======== INPUT FOR THIS TASK

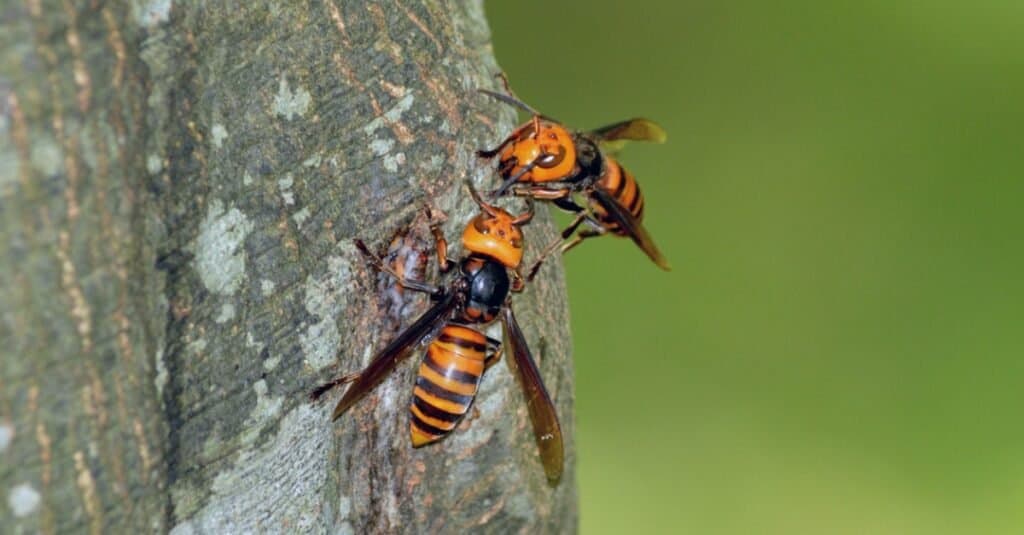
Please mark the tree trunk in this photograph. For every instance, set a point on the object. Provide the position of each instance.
(179, 187)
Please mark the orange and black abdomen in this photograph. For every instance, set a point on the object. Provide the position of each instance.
(621, 184)
(446, 383)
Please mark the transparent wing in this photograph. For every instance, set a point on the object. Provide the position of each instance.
(542, 411)
(632, 227)
(394, 353)
(636, 129)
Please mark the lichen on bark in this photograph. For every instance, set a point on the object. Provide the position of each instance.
(179, 187)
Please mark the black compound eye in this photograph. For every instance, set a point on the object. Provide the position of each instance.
(489, 285)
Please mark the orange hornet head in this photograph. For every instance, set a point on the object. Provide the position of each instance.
(543, 151)
(495, 233)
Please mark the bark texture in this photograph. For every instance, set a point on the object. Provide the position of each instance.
(179, 186)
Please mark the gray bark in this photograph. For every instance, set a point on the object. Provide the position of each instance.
(179, 187)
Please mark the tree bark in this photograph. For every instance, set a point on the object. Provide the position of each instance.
(179, 187)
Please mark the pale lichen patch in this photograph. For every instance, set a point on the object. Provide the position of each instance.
(282, 479)
(23, 500)
(391, 116)
(381, 147)
(392, 161)
(312, 161)
(218, 134)
(288, 104)
(162, 376)
(321, 340)
(300, 216)
(152, 12)
(6, 436)
(45, 155)
(226, 313)
(267, 407)
(220, 258)
(154, 164)
(285, 186)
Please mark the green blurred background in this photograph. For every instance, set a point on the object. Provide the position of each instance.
(838, 348)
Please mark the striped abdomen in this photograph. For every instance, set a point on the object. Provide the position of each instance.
(446, 384)
(624, 189)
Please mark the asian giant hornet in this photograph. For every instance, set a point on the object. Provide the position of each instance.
(459, 354)
(542, 159)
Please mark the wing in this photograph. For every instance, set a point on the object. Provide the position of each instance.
(636, 129)
(542, 411)
(394, 353)
(632, 227)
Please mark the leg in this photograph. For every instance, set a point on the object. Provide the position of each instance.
(323, 388)
(583, 235)
(494, 353)
(545, 194)
(439, 243)
(554, 245)
(407, 283)
(512, 137)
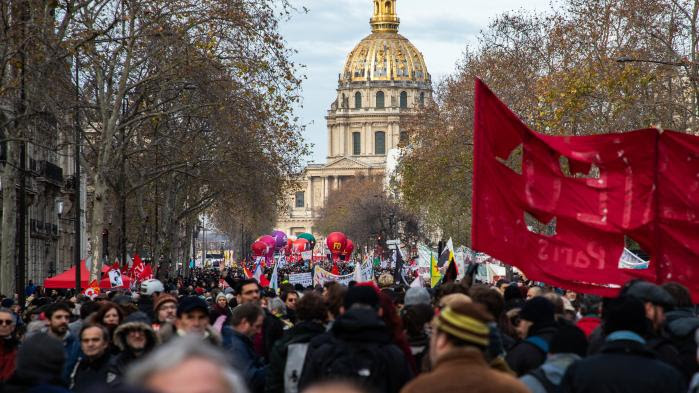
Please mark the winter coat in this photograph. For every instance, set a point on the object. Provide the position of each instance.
(680, 325)
(622, 366)
(525, 355)
(168, 331)
(553, 369)
(8, 355)
(357, 328)
(90, 373)
(464, 370)
(272, 330)
(303, 332)
(120, 362)
(588, 324)
(246, 361)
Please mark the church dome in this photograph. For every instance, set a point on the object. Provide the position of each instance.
(385, 55)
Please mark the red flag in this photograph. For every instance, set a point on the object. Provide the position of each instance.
(335, 270)
(146, 273)
(246, 271)
(137, 267)
(631, 184)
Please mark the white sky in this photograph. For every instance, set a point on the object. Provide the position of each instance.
(323, 37)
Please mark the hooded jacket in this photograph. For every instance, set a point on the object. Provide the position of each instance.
(526, 356)
(358, 328)
(126, 356)
(680, 325)
(622, 366)
(464, 370)
(303, 332)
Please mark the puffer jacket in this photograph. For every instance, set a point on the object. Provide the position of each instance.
(526, 356)
(168, 331)
(680, 326)
(120, 362)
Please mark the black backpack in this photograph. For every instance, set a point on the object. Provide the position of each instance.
(540, 375)
(366, 363)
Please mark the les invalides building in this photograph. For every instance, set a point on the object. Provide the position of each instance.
(384, 78)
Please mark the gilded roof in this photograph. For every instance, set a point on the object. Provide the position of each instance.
(385, 56)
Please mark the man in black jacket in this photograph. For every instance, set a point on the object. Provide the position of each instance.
(536, 328)
(135, 338)
(624, 363)
(91, 369)
(288, 354)
(358, 347)
(248, 291)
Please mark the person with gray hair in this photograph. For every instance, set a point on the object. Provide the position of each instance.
(186, 364)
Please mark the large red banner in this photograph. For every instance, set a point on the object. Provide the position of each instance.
(593, 191)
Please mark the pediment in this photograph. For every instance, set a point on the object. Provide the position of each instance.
(347, 163)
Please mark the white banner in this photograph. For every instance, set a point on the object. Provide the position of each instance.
(115, 278)
(305, 279)
(321, 276)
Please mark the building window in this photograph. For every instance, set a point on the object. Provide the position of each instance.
(380, 142)
(356, 143)
(379, 99)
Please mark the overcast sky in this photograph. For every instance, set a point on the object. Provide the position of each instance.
(323, 37)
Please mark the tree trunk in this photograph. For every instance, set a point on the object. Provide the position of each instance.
(97, 225)
(8, 252)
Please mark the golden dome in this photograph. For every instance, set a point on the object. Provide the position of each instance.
(385, 55)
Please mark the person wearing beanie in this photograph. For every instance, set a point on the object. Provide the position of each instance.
(192, 318)
(624, 364)
(657, 302)
(417, 296)
(8, 343)
(40, 362)
(359, 347)
(164, 310)
(568, 345)
(220, 310)
(536, 328)
(135, 338)
(459, 339)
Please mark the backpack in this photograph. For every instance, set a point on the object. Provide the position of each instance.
(365, 363)
(295, 357)
(540, 376)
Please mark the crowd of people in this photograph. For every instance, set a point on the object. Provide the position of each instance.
(191, 335)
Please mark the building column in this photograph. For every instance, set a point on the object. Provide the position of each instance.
(310, 193)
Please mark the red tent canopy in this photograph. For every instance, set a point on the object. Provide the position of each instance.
(67, 279)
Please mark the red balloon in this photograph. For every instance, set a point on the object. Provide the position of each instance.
(269, 240)
(259, 248)
(300, 245)
(336, 242)
(349, 247)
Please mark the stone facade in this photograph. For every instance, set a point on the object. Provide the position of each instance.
(384, 79)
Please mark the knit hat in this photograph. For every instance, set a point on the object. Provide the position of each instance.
(463, 326)
(40, 358)
(191, 303)
(538, 310)
(417, 296)
(162, 299)
(569, 339)
(649, 292)
(360, 294)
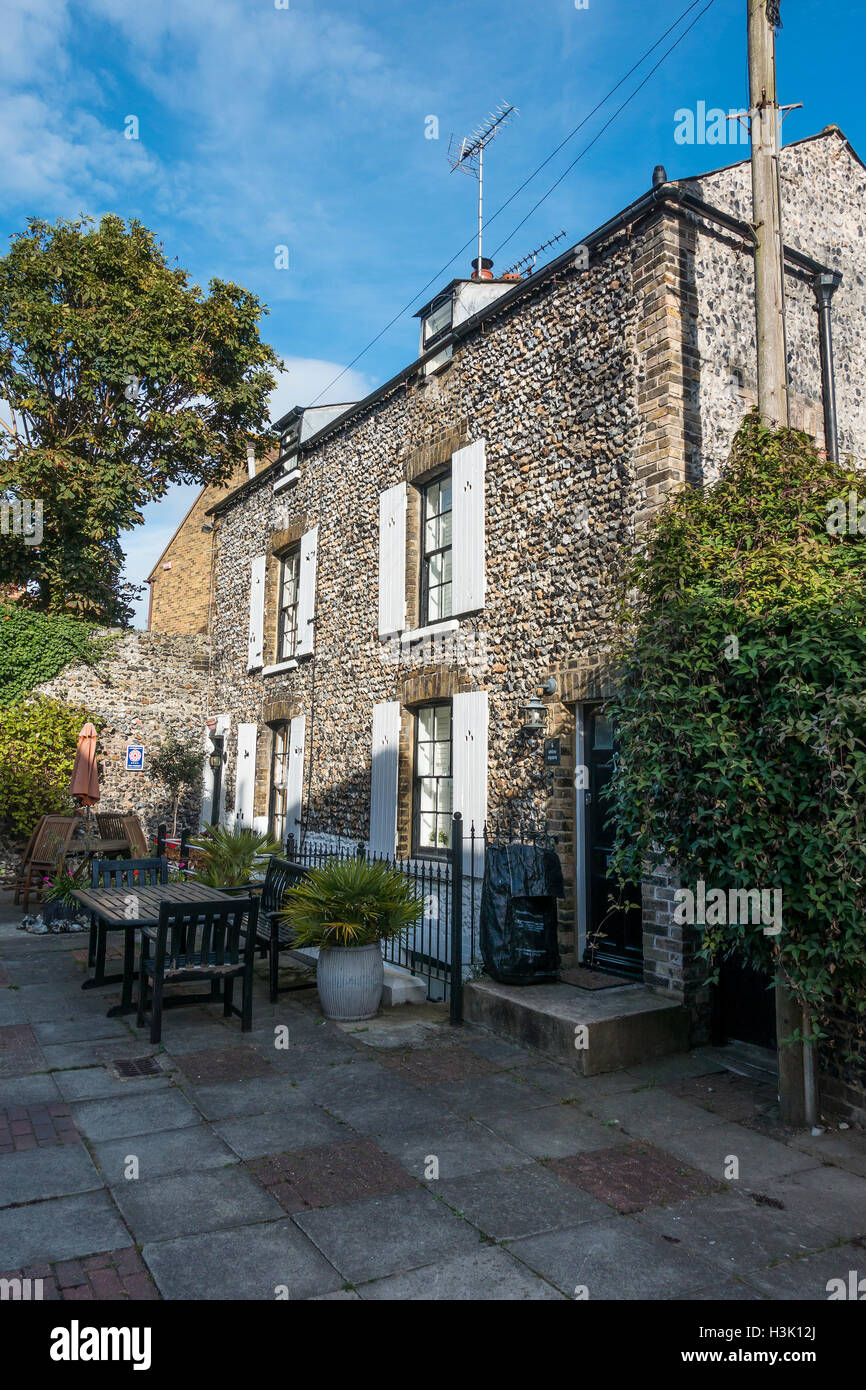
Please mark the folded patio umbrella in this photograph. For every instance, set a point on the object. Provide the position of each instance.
(85, 776)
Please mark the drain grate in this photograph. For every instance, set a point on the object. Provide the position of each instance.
(138, 1066)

================

### WHAT YOU WILL DO:
The answer must be the full listing, exact in every line, with the pictures removed.

### EXERCISE RESULT:
Please mark the tree trunk in this photograph. For every instance, set a point on the object. Provide the position of each instance.
(179, 187)
Please mark the orange and black abdomen in this photograph. For every instance, set a point on the object. Provide the position of each instance.
(621, 184)
(446, 383)
Please mark the transparent wing in this photograph. For every instance, set a point on the object. Provide the position of each instance.
(542, 411)
(632, 227)
(394, 353)
(636, 129)
Please mark the lichen on bark in this photograph. For every instance, set a point on the object. Provide the position of each instance.
(179, 187)
Please mark the black compound eye in this photograph. For every instance, set a point on the object. Provide the position of each instance.
(489, 285)
Please mark the orange hornet head in this photograph. For every instance, set a point on the object. Provide the position of each instance.
(543, 151)
(495, 233)
Please mark the bark texture in this photograph. For every instance, set a point on the object. Provide the position of each instance.
(179, 186)
Please mark the gray bark in this photograph. For every instance, set a point on the object. Provide the position of each instance.
(179, 187)
Please mark the tree bark in this photograph. For every instance, set a point on the object. Provide the position of each instance.
(179, 187)
Please mark the pale lichen patch in this photograph. For every instance, set a point on the object. Provide the position of each instance.
(282, 479)
(23, 500)
(391, 116)
(381, 147)
(392, 161)
(312, 161)
(218, 134)
(288, 104)
(162, 376)
(321, 340)
(300, 216)
(152, 12)
(6, 436)
(45, 155)
(226, 313)
(267, 407)
(220, 258)
(154, 164)
(285, 186)
Please mark the green blurred background in this photograph. For every instance, set a point on the object. Provide the position of each instance.
(838, 348)
Please mark the striped abdomen in this photograph. For every instance, set a point on the object. Provide the position of each instance.
(446, 384)
(624, 189)
Please mark the asian giant hornet in this photograph. For every instance, set a point on the object. Provide the position of each instance.
(459, 354)
(542, 159)
Please mark the wing in this photograph. For every instance, set a point on the object. Provide the position of each instance.
(636, 129)
(542, 411)
(394, 353)
(632, 227)
Please mark the leg in this photograph. For every instance, set a point on the object. Provide the position of each instance.
(323, 388)
(583, 235)
(494, 353)
(545, 194)
(439, 243)
(554, 245)
(407, 283)
(512, 137)
Please mark the winter coat in this photograph. For every instance, set a point on the object. Provide the position of each instance.
(680, 325)
(622, 366)
(525, 355)
(168, 331)
(553, 369)
(8, 355)
(357, 328)
(90, 373)
(464, 370)
(272, 330)
(303, 332)
(120, 362)
(588, 324)
(246, 361)
Please mark the church dome in this photograph. For every instance, set a point on the object. Provide the position of each instance.
(385, 55)
Please mark the red flag in this photograph. For every instance, set a point on the object. Provide the position of each instance.
(335, 270)
(146, 273)
(246, 271)
(137, 267)
(631, 184)
Please mark the white sky in this photograph. For every instance, set a point on the object. Provide the position of each instance.
(323, 37)
Please mark the hooded jacket in this photograph. For every instance, set a point on the object. Provide the position of each instance.
(526, 356)
(358, 328)
(126, 356)
(680, 325)
(622, 366)
(464, 370)
(303, 332)
Please mark the puffer jacket in this photograph. For every instance, set a point on the object. Provide the position of each instance.
(526, 356)
(168, 331)
(680, 326)
(120, 362)
Please mark the black backpack in this photograph. For every instance, set a point on the object. Provide the position of each instance.
(540, 375)
(366, 363)
Please mark the les invalides building in this photograph. For every instance, set a point on the object. Provide the position of each instance.
(384, 78)
Please mark the gilded roof in this photograph. For every instance, set a point on the object. Provide the position of each instance.
(385, 56)
Please mark the man in black jacket in this photograph. For every instance, set a point on the object. Provide the position of each instance.
(536, 328)
(135, 338)
(624, 363)
(91, 369)
(288, 354)
(358, 347)
(248, 291)
Please mark the person with gray hair in this photograph. For every instance, set a point on the object. Provide the position of each instance.
(186, 364)
Please mark the large red banner in this photograph. For every instance, set a point on the object. Provide the position of each instance.
(593, 191)
Please mark the pediment in this photograph. For every instance, set a point on the object. Provide the position of each instance.
(347, 163)
Please mark the white banner in this photograph. For every instance, set a point on the object. Provide the position of each instance.
(115, 278)
(305, 279)
(321, 276)
Please mark the building window in this photograph. For every instance, set a point on the object. Provide the position of each instance.
(380, 142)
(356, 143)
(379, 99)
Please mark the overcast sky in this photograph. For every instance, set a point on the object. Provide the position of each instance.
(323, 37)
Please mark the tree trunk in this photograph. For every instance, set a point on the object. Provide the position of each instance.
(97, 225)
(8, 252)
Please mark the golden dome in this photograph. For every instance, set a point on the object. Provide the position of each instance.
(385, 55)
Please mark the person wearing beanie in this photograph. For every instance, set a point on the object. Provide the position of each instance.
(192, 318)
(624, 364)
(657, 302)
(417, 296)
(8, 343)
(40, 362)
(359, 347)
(164, 310)
(568, 345)
(220, 310)
(536, 328)
(135, 338)
(459, 339)
Please mark the backpack in this photograph. For every instance, set a point on the object. Provide the position of each instance.
(365, 363)
(295, 357)
(540, 376)
Please mark the crowd of people in this photograph. For every instance, set a point on the object. Provide the position of each instance.
(191, 335)
Please mark the building column in this photograph. For every instance, set a point on the object. Provide the position of each instance.
(310, 193)
Please mark the red tent canopy in this photograph. For every instance, set a point on the object. Provide the position of each instance.
(67, 279)
Please mark the red balloon in this photograph. For every instance, set a point on the object. Provide the position of each instance.
(269, 240)
(259, 248)
(300, 245)
(336, 242)
(349, 247)
Please mark the stone facade in this photograph. For every instance, set a point on the object. Provide the position of each instance.
(384, 79)
Please mark the knit hat in this photograph. For every instance, set a point on the object. Provide the position of each instance.
(463, 326)
(40, 358)
(191, 303)
(538, 310)
(417, 296)
(162, 299)
(569, 339)
(649, 292)
(360, 294)
Please mark the folded patio umbrella in this photograph. For every instance, set a point on the object. Provide the position of each instance.
(85, 776)
Please mark the drain grate in this photograph. For every instance, set a point on the object. Provide the position of each instance.
(138, 1066)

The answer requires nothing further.